__What the task requires__.
Pull out each line below that contains the string "green". Treat uppercase and lowercase as different.

__Entries shown__.
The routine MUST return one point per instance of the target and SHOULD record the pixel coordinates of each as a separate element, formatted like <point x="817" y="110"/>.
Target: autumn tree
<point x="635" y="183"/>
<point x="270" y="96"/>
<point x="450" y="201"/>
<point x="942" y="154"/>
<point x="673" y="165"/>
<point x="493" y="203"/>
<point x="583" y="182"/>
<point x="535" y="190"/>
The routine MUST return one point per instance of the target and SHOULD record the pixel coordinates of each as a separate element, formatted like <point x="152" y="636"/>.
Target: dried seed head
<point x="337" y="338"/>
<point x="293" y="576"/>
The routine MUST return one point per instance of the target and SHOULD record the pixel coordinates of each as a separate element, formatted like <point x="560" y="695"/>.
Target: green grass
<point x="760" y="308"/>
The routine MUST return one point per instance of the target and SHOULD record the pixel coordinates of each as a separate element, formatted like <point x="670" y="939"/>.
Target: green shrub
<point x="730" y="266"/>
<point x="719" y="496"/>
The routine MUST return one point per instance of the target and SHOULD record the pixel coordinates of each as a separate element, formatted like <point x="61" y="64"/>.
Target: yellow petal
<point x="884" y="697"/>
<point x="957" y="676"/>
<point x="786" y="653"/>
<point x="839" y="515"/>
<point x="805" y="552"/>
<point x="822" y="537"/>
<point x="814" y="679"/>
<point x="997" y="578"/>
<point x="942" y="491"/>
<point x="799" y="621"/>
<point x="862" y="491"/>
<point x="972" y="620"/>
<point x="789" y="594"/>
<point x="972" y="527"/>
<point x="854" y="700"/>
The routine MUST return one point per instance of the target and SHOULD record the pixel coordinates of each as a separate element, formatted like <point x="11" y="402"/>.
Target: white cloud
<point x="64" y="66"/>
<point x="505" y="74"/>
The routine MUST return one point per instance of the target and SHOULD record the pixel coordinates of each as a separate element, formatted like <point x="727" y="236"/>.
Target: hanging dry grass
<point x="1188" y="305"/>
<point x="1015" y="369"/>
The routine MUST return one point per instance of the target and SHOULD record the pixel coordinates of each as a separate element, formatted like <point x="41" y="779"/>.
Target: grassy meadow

__Full answer__.
Target: green grass
Target: green shrub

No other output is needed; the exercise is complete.